--- The task ---
From the line that contains "Exercise. Point to every instance of the woman's face" to the last line of the data below, transcribe every line exactly. Do not include the pictures.

## begin Dataset rows

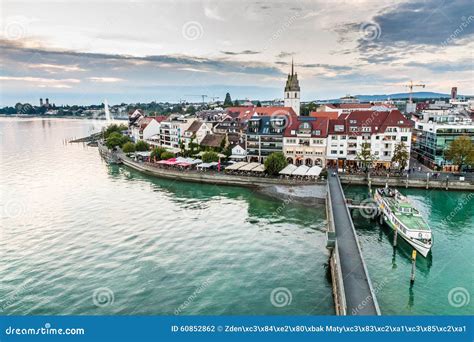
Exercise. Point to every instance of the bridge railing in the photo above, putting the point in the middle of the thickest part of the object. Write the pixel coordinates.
(335, 262)
(372, 292)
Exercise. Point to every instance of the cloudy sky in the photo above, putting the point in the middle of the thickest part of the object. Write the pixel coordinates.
(80, 52)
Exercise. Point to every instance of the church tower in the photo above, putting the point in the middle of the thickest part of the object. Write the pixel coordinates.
(292, 91)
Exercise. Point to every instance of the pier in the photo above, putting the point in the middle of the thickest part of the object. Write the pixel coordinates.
(352, 288)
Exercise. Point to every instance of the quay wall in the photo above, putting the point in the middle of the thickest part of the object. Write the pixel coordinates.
(408, 183)
(212, 177)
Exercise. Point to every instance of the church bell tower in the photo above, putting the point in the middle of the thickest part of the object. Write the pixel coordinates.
(292, 91)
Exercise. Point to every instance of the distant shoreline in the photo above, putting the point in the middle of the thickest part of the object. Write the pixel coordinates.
(27, 116)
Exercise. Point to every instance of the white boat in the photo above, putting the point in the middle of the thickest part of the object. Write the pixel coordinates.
(398, 213)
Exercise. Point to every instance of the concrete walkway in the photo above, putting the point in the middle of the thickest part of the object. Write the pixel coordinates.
(360, 297)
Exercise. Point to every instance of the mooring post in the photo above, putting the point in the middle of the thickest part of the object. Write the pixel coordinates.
(395, 237)
(413, 266)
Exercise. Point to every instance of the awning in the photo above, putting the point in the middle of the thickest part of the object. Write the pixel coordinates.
(236, 166)
(288, 170)
(143, 154)
(249, 166)
(260, 168)
(314, 171)
(207, 165)
(300, 171)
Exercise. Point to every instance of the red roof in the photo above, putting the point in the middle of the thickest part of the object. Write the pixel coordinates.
(378, 121)
(327, 115)
(318, 124)
(245, 113)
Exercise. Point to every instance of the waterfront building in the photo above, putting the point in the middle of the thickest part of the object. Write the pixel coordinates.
(214, 142)
(146, 127)
(172, 131)
(434, 132)
(381, 130)
(304, 141)
(265, 136)
(196, 132)
(239, 153)
(292, 91)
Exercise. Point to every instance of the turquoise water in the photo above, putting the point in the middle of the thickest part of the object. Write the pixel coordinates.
(444, 282)
(81, 237)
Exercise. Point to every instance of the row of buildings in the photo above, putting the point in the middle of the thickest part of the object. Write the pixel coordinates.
(334, 135)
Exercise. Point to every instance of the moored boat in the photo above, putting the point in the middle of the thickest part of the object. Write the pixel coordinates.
(398, 213)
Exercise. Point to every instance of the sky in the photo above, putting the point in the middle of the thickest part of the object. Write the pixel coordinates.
(82, 52)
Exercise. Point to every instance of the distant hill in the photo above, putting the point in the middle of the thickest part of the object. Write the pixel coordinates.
(397, 96)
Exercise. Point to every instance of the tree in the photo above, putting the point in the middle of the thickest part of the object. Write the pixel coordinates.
(191, 110)
(142, 146)
(116, 139)
(210, 157)
(128, 147)
(227, 101)
(460, 152)
(166, 155)
(114, 128)
(157, 152)
(274, 163)
(364, 156)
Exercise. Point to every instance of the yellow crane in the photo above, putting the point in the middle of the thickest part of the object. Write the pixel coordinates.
(411, 85)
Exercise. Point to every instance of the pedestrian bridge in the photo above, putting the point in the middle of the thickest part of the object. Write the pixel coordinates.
(352, 288)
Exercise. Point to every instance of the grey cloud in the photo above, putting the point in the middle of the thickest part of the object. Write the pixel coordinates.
(245, 52)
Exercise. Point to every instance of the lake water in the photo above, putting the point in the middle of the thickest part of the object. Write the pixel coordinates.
(81, 237)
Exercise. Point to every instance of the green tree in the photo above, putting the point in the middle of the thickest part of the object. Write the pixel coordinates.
(193, 147)
(114, 128)
(401, 155)
(460, 152)
(210, 157)
(228, 100)
(157, 152)
(364, 156)
(142, 146)
(128, 147)
(166, 155)
(274, 163)
(191, 110)
(116, 139)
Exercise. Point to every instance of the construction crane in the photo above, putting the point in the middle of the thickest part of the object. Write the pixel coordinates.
(203, 97)
(411, 86)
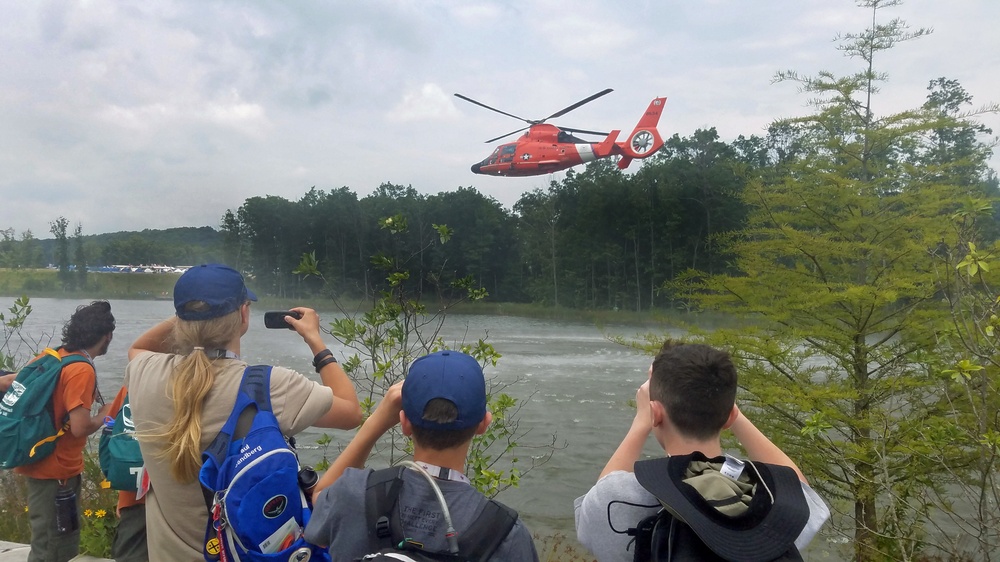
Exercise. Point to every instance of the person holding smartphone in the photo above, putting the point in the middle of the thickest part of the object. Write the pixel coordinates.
(183, 376)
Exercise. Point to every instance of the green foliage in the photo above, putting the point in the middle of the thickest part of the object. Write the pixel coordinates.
(13, 354)
(399, 328)
(99, 506)
(840, 272)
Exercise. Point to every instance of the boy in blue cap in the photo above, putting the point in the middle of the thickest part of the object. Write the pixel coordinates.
(441, 405)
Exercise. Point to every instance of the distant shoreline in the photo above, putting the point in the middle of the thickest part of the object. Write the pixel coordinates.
(44, 283)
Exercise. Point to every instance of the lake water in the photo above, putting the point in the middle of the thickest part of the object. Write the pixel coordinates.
(574, 382)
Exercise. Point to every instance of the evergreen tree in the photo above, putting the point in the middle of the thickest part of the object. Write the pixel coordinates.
(58, 229)
(838, 270)
(79, 257)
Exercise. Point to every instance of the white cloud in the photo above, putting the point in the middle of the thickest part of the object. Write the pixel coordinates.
(158, 114)
(428, 102)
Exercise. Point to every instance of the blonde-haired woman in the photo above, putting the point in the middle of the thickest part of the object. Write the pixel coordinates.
(183, 376)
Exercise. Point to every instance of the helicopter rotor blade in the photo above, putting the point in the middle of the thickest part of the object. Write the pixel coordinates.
(584, 131)
(576, 105)
(508, 134)
(470, 100)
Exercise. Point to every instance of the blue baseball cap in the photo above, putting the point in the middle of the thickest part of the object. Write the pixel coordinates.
(219, 286)
(451, 375)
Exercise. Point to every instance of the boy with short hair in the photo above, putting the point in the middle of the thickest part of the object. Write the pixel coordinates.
(441, 405)
(687, 402)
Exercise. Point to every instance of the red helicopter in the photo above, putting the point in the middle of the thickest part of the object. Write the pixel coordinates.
(547, 148)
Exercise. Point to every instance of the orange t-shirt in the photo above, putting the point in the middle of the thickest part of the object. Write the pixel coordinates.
(75, 389)
(125, 499)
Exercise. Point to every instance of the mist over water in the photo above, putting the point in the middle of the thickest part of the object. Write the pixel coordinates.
(571, 380)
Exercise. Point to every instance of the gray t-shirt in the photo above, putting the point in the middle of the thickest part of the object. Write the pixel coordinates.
(618, 501)
(338, 518)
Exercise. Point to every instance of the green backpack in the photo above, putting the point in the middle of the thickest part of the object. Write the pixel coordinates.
(118, 451)
(28, 430)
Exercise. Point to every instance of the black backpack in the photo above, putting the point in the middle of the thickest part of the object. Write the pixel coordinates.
(689, 529)
(663, 537)
(385, 532)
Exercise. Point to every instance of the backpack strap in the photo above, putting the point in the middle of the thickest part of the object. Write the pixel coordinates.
(255, 390)
(478, 542)
(381, 495)
(64, 426)
(487, 532)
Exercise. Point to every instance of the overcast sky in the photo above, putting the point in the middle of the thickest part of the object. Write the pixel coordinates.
(156, 114)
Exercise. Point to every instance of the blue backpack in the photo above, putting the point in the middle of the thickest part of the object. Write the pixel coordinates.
(28, 430)
(257, 510)
(118, 452)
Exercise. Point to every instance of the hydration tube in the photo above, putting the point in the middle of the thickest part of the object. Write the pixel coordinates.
(451, 535)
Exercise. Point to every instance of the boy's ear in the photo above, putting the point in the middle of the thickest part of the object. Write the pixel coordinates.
(487, 420)
(404, 424)
(657, 413)
(733, 414)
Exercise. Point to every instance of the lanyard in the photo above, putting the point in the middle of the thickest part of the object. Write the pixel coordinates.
(442, 473)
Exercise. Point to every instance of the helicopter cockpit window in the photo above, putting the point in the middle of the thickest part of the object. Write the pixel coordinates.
(507, 152)
(567, 137)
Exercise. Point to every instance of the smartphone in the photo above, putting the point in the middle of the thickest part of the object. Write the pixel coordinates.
(276, 319)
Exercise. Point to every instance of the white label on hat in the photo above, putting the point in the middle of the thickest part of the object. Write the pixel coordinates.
(733, 467)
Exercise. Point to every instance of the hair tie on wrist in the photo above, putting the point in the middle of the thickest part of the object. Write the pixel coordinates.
(325, 361)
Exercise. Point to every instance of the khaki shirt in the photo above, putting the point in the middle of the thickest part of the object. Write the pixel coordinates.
(175, 512)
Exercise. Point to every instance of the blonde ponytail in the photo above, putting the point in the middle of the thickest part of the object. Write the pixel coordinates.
(191, 382)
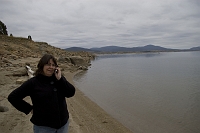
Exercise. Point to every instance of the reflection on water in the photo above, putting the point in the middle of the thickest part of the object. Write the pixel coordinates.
(148, 93)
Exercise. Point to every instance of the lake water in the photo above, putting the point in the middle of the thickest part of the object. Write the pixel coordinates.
(149, 92)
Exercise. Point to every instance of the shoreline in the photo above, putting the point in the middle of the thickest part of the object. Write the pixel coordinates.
(86, 116)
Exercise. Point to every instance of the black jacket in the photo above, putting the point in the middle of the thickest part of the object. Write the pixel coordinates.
(48, 100)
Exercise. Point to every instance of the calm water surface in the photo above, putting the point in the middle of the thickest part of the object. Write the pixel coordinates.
(148, 93)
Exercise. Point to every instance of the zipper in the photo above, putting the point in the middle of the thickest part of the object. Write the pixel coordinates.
(55, 90)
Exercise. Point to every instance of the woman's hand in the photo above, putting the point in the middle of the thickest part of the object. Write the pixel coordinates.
(58, 73)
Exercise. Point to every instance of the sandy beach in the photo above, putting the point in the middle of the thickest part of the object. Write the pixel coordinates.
(85, 115)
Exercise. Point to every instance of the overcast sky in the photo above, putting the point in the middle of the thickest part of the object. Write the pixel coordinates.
(98, 23)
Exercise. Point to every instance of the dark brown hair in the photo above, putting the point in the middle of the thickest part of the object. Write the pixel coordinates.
(43, 61)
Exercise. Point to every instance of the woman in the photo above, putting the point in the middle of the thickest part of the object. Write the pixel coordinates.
(48, 90)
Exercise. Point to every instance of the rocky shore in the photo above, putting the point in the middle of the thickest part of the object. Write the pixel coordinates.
(15, 54)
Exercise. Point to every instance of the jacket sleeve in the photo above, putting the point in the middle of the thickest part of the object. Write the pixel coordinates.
(67, 88)
(16, 97)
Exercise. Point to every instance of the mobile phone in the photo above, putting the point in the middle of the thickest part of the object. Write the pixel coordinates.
(56, 70)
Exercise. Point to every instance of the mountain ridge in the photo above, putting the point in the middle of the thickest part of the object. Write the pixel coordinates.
(147, 48)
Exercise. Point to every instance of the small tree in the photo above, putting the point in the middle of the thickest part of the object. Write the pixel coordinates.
(3, 29)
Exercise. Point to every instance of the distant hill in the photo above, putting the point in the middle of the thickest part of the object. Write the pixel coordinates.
(78, 49)
(195, 48)
(147, 48)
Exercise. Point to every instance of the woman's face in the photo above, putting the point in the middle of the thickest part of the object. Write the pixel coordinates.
(49, 68)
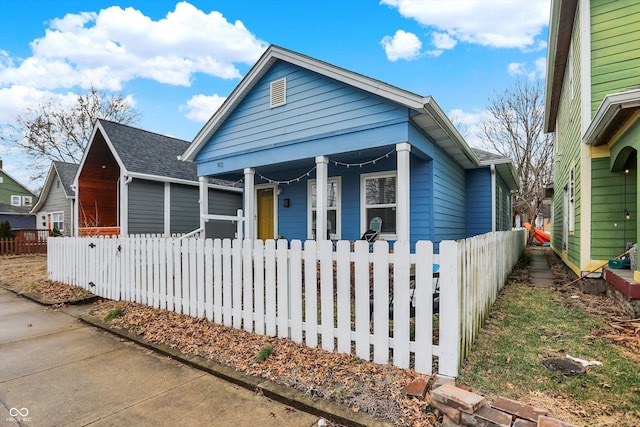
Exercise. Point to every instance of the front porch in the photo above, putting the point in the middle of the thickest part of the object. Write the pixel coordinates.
(624, 289)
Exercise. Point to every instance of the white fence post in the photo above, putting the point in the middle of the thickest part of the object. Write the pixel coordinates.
(311, 293)
(273, 289)
(448, 358)
(380, 301)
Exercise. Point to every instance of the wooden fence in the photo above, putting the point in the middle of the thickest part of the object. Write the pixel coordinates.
(25, 242)
(376, 305)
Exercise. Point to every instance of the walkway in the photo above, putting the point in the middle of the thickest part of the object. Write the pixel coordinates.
(55, 370)
(540, 274)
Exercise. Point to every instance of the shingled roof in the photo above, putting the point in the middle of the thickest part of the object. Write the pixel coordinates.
(66, 172)
(504, 166)
(148, 153)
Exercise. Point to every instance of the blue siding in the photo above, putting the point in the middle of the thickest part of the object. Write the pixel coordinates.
(292, 221)
(318, 109)
(421, 196)
(503, 219)
(478, 201)
(222, 203)
(448, 198)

## end Dataset rows

--- Result ---
Exercise. Point to every instance of the woman's face in the photo above, putting the point in the middle of the thickest part of the object. Write the pixel coordinates.
(49, 68)
Exercise. Point to every instance of the front porch in the photo above, putting the point in the middle of the thickest part of the object. Write the pixel coordinates.
(624, 289)
Exercise. Point to every instance of the white fence post in the photo above, putting the point in the middle of the thickest part of the object. Write the pixel coordinates.
(311, 293)
(273, 289)
(448, 358)
(380, 301)
Exercise. Point to every instance of the wooden fence in the photo above, putting the point in the middle of the thickest part of the object. Write the pixel coordinates.
(25, 242)
(376, 305)
Exercise. Point to every instance of the walkway in the photo above, putting the point in the middle of the thickest part of the object. Write the pixel coordinates.
(55, 370)
(540, 274)
Exercise. Point to every instance of the shingled roof in the photo above, putting the point in the middle of the thickest part of the object. Write the pixel coordinates.
(66, 172)
(504, 166)
(148, 153)
Exercise. Point to every instance of the blue siding in the photo above, putting the point in the middle of the thickest part of the object. Write the pixel coordinates.
(292, 221)
(318, 109)
(421, 196)
(503, 219)
(478, 201)
(222, 203)
(448, 198)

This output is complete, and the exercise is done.